» Record set:
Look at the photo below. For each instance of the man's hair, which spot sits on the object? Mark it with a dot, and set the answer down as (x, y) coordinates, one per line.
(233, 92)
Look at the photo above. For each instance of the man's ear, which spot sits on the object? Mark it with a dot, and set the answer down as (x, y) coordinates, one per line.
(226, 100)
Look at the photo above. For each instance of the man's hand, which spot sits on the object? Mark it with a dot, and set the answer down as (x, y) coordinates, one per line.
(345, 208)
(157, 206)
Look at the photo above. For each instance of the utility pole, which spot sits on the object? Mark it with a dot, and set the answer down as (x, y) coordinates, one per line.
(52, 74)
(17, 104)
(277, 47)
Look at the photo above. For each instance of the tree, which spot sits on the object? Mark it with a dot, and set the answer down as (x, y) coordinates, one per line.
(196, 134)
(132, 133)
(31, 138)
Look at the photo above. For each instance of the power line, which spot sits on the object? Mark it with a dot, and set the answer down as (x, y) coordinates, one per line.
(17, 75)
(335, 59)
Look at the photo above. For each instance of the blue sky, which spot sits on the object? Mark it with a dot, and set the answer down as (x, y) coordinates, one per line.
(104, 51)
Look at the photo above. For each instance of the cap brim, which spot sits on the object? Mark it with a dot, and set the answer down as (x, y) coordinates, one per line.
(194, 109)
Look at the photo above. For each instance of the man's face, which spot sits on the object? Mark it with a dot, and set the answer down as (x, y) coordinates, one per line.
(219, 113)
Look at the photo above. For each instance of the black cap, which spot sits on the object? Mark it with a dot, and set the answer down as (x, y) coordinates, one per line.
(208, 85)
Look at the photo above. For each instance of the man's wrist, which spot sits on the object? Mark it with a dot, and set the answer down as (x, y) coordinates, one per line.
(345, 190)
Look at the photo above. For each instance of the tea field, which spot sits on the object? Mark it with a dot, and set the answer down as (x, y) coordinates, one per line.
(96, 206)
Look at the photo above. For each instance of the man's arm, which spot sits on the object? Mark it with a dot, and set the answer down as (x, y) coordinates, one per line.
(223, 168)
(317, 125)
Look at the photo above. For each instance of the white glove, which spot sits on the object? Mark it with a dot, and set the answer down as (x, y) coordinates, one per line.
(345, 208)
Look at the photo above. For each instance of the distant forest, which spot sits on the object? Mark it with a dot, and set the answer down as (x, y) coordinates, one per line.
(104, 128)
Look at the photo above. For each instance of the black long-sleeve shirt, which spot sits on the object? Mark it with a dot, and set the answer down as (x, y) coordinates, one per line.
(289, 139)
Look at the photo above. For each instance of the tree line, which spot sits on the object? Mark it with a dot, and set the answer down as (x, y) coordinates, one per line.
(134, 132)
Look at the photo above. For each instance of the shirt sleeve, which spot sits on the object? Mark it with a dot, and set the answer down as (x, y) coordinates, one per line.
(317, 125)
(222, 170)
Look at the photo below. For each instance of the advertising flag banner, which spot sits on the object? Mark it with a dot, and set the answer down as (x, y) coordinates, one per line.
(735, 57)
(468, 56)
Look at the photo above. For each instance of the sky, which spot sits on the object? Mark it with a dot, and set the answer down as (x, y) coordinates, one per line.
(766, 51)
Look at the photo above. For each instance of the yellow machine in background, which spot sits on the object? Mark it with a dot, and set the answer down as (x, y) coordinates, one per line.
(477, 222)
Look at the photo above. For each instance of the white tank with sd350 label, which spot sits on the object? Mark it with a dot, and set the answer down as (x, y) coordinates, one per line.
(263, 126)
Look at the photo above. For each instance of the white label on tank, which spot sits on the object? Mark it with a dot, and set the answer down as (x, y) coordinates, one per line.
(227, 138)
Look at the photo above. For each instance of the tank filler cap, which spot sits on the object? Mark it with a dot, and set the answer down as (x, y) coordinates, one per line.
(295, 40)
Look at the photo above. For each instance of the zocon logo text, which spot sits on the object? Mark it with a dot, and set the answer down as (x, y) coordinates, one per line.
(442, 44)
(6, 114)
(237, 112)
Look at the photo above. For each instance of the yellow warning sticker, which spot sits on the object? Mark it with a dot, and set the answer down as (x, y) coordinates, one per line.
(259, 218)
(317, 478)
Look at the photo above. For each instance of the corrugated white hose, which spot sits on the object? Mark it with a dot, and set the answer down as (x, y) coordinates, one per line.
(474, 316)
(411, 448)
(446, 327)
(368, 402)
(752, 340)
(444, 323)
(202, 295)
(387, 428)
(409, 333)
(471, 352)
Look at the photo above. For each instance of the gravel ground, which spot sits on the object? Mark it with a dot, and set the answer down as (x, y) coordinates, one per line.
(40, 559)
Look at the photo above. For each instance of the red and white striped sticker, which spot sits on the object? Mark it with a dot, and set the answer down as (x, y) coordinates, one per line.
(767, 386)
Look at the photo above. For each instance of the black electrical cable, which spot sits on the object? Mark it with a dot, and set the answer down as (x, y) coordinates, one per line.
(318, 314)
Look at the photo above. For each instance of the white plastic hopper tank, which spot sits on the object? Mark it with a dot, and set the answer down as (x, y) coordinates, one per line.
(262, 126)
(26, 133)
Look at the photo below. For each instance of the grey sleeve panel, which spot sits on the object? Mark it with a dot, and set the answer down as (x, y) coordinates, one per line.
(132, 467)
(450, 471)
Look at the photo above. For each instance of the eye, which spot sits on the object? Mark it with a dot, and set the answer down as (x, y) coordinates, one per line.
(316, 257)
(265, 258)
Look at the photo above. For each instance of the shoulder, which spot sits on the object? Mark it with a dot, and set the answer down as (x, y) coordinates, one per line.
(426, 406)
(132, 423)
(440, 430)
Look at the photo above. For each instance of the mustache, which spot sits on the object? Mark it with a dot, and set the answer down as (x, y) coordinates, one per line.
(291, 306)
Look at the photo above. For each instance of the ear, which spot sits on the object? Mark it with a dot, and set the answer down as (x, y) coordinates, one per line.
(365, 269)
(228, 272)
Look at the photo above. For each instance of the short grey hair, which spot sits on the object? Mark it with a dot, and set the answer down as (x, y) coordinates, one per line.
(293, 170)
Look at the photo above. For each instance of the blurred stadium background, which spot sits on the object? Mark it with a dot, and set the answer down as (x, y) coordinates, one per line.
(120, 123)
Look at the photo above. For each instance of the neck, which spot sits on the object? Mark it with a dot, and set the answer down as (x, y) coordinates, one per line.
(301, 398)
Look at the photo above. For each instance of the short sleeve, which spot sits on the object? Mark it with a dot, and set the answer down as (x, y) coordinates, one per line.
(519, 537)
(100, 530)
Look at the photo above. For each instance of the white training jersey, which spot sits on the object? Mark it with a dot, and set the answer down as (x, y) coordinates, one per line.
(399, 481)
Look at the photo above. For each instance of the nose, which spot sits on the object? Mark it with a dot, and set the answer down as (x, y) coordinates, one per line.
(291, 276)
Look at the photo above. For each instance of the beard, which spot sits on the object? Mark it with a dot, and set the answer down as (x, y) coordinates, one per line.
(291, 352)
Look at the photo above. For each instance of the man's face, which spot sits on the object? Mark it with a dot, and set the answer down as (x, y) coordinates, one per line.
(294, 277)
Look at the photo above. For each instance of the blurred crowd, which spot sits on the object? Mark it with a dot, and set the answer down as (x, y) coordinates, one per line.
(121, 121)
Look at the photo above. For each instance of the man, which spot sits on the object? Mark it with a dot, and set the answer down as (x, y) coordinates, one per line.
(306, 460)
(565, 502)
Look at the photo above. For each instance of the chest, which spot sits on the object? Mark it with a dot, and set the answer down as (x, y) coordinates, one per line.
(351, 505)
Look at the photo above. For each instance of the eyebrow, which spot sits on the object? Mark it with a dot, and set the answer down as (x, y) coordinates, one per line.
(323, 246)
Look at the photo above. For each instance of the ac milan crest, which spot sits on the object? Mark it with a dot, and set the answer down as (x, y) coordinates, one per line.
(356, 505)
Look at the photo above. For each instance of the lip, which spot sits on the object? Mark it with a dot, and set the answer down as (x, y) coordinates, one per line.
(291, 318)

» Requirements:
From the line with "the chest, which" to the last line of the material, give every line again exactly, and only those lines.

» Full answer:
Look at the photo above. For each instance of the chest, which spot sits on the object? Mark it with a dot, and set the answer down as (x, y) coordinates, one per line.
(351, 505)
Look at the photo above. For each instance of the eyebrow, which spot sits on the object? Mark it with a dot, and set the answer down as (x, y) coordinates, one per line.
(323, 246)
Look at the photo above. For each instance of the ac milan crest, which spot sits on the object? Mark it with a dot, and set the answer down as (x, y) coordinates, one per line.
(356, 505)
Look at the photo above. For each instance of the lip, which spot sits on the object? Mark it with a dot, and set the answer down as (x, y) coordinates, one per line.
(291, 318)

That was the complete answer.